Exercise prompt: How many of the lines below contain the string "window"? Reply with the number alone.

* * *

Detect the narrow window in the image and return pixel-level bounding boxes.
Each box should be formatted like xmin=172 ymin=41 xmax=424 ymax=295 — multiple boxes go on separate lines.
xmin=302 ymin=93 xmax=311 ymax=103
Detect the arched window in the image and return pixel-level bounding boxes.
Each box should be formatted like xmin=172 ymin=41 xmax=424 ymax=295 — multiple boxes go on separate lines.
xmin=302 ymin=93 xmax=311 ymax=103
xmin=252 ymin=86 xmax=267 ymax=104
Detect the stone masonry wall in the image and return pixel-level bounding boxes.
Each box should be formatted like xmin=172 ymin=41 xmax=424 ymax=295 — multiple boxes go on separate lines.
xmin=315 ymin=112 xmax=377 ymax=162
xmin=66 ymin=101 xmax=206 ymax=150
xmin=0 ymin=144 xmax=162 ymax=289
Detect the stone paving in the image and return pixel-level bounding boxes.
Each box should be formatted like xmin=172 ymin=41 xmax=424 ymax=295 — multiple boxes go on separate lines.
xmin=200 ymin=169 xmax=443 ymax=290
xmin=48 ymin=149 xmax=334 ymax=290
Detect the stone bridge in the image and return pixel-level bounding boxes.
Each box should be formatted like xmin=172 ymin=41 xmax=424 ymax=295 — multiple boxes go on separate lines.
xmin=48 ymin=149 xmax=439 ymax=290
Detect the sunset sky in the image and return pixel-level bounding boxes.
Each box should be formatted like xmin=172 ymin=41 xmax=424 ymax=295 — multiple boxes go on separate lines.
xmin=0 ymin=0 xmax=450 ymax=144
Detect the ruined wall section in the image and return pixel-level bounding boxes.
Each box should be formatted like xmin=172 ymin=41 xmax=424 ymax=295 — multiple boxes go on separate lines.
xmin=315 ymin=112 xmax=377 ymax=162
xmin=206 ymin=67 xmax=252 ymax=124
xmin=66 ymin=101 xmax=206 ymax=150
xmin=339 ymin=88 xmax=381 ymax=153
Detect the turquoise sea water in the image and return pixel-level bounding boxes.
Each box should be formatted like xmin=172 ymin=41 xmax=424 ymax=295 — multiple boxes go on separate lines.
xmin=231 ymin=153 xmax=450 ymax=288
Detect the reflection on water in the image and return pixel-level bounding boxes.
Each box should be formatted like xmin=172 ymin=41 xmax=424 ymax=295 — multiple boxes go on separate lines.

* * *

Reply to the exercise: 2